Written exercise 1 - Using the passage on attitudes toward guanxi, explain in one to three sentences why Communist Party members have higher odds of viewing guanxi as unfair.

Excerpted passage -
Control variables show systematic variations in attitudes toward guanxi among urban populations. For example, Communist Party members have significantly higher odds of viewing guanxi as unfair, compared with non-Party members. The Communist Party of China strongly opposes guanxi in its official ideology, which would increase its members’ tendency to have or proclaim to have negative views on guanxi (Yang 1994). People living in the western region also have higher odds of viewing guanxi as unfair, compared to those living in the eastern region, after controlling for provincial-level marketization scores. This finding is consistent with others indicating that Chinese in the western region have different perceptions of inequality, social mobility, and development than those in other regions (Whyte 2010; Xie et al. 2012). Surprisingly, the most recent cohort (i.e., those who turned 20 years old in 2002–2008) has more lenient attitudes toward guanxi than previous cohorts. This cohort came of age in a period when guanxi was used pervasively in the Chinese economy (Bian 2018), which may lead them to perceive the practice as legitimate. It is also possible that the most recent cohort legitimizes guanxi because they understand it differently. In this period, the use of weak ties dramatically increased (Tian and Lin 2016) and the meaning of the word guanxi, as anecdotal evidence shows, evolved into a more neutral expression for the concept of networks, called renmai.

Boundary labeling items
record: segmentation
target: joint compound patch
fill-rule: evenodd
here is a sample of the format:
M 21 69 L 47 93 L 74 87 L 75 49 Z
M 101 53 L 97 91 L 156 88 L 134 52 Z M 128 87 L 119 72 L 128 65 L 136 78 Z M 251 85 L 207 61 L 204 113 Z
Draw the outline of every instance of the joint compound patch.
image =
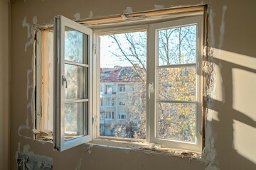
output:
M 53 158 L 35 154 L 30 151 L 29 144 L 23 146 L 23 152 L 18 149 L 16 154 L 18 170 L 52 170 Z

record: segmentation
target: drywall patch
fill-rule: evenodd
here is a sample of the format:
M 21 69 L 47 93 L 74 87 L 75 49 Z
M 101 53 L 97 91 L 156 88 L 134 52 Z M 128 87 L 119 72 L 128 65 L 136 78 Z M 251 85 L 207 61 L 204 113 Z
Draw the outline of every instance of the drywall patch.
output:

Written exercise 2 - Echo the boundary labeling records above word for word, from start to finish, but leave out the pictures.

Full answer 1 - The Communist Party of China strongly opposes guanxi in its official ideology. That opposition increases its members' tendency to hold, or to say they hold, negative views of guanxi.

Full answer 2 -
record: segmentation
target: joint compound patch
fill-rule: evenodd
here is a sample of the format:
M 21 69 L 47 93 L 74 87 L 75 49 Z
M 101 53 L 97 91 L 156 88 L 134 52 Z M 128 87 L 119 72 L 128 65 L 136 78 Z M 251 85 L 207 61 L 204 113 Z
Draw the outline of every instance of the joint compound patch.
image =
output:
M 53 158 L 35 154 L 30 151 L 29 144 L 23 146 L 23 152 L 18 149 L 16 154 L 18 170 L 52 170 Z

record: segmentation
target: drywall patch
fill-rule: evenodd
here is a sample of the format:
M 21 69 L 47 93 L 74 87 L 75 49 Z
M 101 53 L 97 91 L 156 88 L 134 52 Z M 128 87 L 119 72 L 128 65 L 136 78 Z M 251 85 L 207 61 L 204 113 Z
Draw the outline of every instance of the drywall patch.
output:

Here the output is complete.